▶ _Parts of the exercise_
a. From the Prolog forum thread, extract the passage from "You need to put" to "5], [6, 7], [8, 9]].".
b. List every distinct predicate name that appears in the code lines of the Prolog forum thread.
c. Proceed with the Prolog forum thread, picking up right after its final sentence.

▶ _Source document_
Here's what I have to do next, I have a list A and a list B with the couples of the elements of list A, for example: list A=[4,5,6,7,8,9] and list B=[[4,5],[6,7],[8,9]].
I have made a programm, but the only thing it does when I insert a example, is true. Here it is:

couples([], _).
couples([H, H1|A], B) :- append([H], [H1], L), pair_list(A, [L|B]).

But it's wrong. The question is, what is the right one?

### RE: couples

What is pair_list?

The way to solve almost any problem about list is this:

solve([H | T], Solution) :-
solve(T, PartialSolution),
compute_final_solution(H, PartialSolution, Solution).

So you need to solve the problem for T which is [H | T] without the first element H, and you will get the solution for T. Then the solution for the entire list [H | T] should be simple to compute once you have PartialSolution, which is the solution for T.

You need to put it as [H, H1 | A] like you did, then H = 4, H1 = 5 and A = [6, 7, 8, 9].

Then you should call 'couples' on A and it will result in B = [[6, 7], [8, 9]]. This is your PartialSolution.

Now with H = 4, H1 = 5 and B = [[6, 7], [8, 9]] you should obtain the full solution [[4, 5], [6, 7], [8, 9]].

It's a step forward to append [H] with [H1] and get L which would be [4, 5], like you already did. Now you have L = [4, 5] and B = [[6, 7], [8, 9]]. From L and B it's easy to obtain the whole solution

### RE: couples

(OP)
Sorry, pair_list is another name for couples.. So, my programm is that:
couples([], _).
couples([H, H1|A], B) :- append([H], [H1], L), couples(A, [L|B]).
Sorry, I don't understand your explanation, what I thought my programm does is:
First, seperates H and H1 from the body. It uses append to join the two lists of H, and H1, and then it uses couples to do the same for the rest elements of B, which are saved in L|B, and finally to B. But I don't know why that doesn't work!

### RE: couples

Ok, first of all your first rule is wrong.

#### CODE

couples([], []).

As I already told you in another topic, you should think very carefully what you want to express in each Prolog clause and you should take care that similar predicates have similar meanings everywhere they are used. If you call 'couples' on an empty list, what would be the desired outcome?

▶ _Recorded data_

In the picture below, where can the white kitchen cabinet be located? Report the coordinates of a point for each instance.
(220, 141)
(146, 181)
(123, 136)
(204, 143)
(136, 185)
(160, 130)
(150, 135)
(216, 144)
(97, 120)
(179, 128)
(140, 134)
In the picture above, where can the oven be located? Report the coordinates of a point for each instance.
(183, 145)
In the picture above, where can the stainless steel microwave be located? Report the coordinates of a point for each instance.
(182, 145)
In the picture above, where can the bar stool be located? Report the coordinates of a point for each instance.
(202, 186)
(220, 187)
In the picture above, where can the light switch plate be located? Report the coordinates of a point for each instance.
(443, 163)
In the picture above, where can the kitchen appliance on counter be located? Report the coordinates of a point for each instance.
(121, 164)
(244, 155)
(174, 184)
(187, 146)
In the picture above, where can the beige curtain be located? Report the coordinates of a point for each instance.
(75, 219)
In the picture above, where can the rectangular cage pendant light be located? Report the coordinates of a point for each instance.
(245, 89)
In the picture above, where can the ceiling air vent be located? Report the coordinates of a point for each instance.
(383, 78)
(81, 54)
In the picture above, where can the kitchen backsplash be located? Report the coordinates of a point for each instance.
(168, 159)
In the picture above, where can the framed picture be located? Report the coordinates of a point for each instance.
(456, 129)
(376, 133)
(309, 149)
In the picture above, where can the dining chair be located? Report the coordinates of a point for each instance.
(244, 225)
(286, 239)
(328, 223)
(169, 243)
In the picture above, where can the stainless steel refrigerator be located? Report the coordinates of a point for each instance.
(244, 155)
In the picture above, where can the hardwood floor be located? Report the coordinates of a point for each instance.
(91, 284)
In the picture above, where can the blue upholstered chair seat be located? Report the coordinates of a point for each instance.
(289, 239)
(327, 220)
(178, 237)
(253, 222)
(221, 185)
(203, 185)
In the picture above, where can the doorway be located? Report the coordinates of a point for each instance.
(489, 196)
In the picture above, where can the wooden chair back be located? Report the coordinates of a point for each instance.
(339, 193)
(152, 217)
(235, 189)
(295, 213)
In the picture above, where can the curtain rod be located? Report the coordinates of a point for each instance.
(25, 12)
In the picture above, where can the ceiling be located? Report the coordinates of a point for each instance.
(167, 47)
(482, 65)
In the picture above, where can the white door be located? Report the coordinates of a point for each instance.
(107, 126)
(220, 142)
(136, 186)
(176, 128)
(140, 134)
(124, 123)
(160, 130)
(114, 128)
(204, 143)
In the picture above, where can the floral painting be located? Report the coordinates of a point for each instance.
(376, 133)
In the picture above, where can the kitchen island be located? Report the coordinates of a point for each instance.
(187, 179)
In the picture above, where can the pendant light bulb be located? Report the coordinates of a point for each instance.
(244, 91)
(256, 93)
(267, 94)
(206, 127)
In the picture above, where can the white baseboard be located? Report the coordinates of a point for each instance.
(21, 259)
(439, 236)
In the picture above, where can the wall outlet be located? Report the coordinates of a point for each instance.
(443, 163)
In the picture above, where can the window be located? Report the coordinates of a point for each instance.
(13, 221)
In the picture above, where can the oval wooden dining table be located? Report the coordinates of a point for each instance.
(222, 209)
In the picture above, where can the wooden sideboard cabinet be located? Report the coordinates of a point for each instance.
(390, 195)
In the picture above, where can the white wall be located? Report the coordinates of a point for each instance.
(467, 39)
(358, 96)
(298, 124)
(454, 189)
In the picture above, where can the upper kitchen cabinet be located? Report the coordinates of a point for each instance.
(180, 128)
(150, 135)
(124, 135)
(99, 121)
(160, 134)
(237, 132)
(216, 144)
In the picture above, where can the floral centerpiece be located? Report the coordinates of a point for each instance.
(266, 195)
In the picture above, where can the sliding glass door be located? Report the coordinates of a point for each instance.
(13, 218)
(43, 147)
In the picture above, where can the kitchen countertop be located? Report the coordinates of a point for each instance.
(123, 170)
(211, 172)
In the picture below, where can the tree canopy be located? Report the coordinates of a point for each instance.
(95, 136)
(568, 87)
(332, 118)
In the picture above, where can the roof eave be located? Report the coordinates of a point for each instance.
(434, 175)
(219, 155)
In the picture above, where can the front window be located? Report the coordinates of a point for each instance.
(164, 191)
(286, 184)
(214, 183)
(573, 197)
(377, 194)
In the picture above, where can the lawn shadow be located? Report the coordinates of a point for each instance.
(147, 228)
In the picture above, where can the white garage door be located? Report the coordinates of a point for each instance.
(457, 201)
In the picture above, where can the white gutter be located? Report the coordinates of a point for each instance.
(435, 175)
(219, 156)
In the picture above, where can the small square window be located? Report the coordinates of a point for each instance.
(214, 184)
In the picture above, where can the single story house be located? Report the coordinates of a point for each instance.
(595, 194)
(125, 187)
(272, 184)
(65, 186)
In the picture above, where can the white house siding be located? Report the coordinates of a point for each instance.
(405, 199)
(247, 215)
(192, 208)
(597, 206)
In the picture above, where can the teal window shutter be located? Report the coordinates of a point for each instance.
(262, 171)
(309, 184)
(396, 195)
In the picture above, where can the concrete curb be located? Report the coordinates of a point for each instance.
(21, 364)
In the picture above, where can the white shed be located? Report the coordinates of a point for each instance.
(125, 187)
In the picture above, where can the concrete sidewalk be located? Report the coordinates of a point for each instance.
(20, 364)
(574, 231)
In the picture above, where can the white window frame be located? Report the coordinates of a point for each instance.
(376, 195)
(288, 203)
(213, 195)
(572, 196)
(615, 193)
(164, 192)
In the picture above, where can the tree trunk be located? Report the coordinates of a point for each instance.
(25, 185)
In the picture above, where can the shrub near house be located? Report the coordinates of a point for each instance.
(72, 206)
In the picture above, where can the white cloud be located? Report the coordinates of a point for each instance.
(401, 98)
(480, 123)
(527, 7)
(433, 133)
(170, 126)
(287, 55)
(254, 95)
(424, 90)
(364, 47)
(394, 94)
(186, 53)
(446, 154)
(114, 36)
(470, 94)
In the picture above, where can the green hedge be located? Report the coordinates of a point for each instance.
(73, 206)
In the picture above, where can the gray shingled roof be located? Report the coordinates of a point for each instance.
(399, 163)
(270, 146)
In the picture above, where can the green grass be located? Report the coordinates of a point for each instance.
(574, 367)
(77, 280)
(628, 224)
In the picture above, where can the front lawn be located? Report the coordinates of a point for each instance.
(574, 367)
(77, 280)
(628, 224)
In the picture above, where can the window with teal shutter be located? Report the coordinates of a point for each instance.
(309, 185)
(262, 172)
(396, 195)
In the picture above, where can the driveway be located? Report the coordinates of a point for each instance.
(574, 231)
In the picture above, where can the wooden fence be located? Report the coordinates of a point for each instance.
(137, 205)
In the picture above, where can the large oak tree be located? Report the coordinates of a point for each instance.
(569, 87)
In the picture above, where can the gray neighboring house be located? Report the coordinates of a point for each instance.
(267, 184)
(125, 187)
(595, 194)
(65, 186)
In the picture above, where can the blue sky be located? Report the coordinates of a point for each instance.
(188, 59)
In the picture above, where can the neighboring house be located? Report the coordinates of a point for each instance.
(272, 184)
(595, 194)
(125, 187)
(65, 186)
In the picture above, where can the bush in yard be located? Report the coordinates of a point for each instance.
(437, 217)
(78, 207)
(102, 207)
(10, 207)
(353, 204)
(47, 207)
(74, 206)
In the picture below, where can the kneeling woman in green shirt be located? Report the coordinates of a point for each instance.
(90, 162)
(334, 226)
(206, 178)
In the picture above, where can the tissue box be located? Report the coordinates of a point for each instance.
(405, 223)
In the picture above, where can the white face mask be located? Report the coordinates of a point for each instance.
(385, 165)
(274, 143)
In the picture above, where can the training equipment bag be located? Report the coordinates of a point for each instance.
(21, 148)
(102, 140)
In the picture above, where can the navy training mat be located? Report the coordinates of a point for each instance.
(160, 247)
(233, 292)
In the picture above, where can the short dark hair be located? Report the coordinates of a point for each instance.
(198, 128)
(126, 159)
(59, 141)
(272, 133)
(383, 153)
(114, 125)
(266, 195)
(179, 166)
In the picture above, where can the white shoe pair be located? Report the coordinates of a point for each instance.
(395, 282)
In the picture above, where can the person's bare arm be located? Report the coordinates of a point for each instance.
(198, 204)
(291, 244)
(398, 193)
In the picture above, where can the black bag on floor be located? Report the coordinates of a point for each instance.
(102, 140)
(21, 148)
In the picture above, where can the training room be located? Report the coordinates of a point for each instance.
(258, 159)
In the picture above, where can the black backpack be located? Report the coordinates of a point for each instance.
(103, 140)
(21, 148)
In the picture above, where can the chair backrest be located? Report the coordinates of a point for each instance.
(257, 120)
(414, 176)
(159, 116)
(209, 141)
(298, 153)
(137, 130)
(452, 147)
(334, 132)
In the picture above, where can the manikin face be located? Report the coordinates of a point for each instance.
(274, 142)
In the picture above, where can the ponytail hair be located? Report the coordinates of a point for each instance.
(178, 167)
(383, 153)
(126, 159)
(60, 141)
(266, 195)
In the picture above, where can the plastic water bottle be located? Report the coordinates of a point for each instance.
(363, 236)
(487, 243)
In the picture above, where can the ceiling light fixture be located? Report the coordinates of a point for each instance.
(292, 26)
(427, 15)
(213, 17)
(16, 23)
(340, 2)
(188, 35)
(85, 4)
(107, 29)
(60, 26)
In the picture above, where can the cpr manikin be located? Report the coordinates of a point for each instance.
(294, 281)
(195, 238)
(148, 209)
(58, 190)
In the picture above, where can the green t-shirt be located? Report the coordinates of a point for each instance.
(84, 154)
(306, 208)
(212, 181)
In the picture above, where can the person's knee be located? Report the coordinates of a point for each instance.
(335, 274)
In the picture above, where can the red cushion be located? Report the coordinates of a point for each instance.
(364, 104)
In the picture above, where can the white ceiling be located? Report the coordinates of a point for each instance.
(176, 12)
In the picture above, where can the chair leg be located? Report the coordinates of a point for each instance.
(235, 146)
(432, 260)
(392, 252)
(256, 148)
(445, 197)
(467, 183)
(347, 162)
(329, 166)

▶ _Responses per task_
a.
You need to put it as [H, H1 | A] like you did, then H = 4, H1 = 5 and A = [6, 7, 8, 9].

Then you should call 'couples' on A and it will result in B = [[6, 7], [8, 9]]. This is your PartialSolution.

Now with H = 4, H1 = 5 and B = [[6, 7], [8, 9]] you should obtain the full solution [[4, 5], [6, 7], [8, 9]].

b.
couples
pair_list
append
solve
compute_final_solution

c.
'_' means 'anything', so couples on an empty list should not return 'anything', but also an empty list.

Now, to your second rule ... What does 'couples' mean?

couples(A, B) means 'B is the list of couples extracted from A'

What you say in your last rule is this (read it backwards):

If [[H, H1] | B] is the list of couples extracted from a list A, then B is the list of couples extracted from [H, H1 | A].

See, the correct version would be this:

If B is the list of couples extracted from a list A, then [[H, H1] | B] would be the list of couples extracted from [H, H1 | A].

In code:

#### CODE

couples([H, H1 | A], [L | B]) :-
L = [H, H1], %this is equivalent to your append
couples(A, B).

### RE: couples

(OP)
I didn't understand what I had done wrong, but I understood the explanation of the correct programm. :) About the first rule, I translated that when we finish rule 2, what shall we have for rule 1? So, my translation was wrong if you get it. Thank you so much for everything! Be well!

### RE: couples

(OP)
But when I insert couples([4,5,6,7,8,9],S).
it says false. :S

### RE: couples

(OP)
Oh sorry I had forgotten the first rule....

### RE: couples

(OP)
But I have a general question, which for example in this programm, is that since we separate the H and H1 in the head of the rule, how can the body be the first action? Do you get what I mean? That we say first the body, but the first action is on the head of the rule. I don't understand how this is.

### RE: couples

Prolog only goes by matching the question you type at the Prolog prompt with the knowledge he has in the knowledge base.

Given the program:

#### CODE

couples([], []).
couples([H, H1 | A], [L | B]) :-
L = [H, H1],
couples(A, B).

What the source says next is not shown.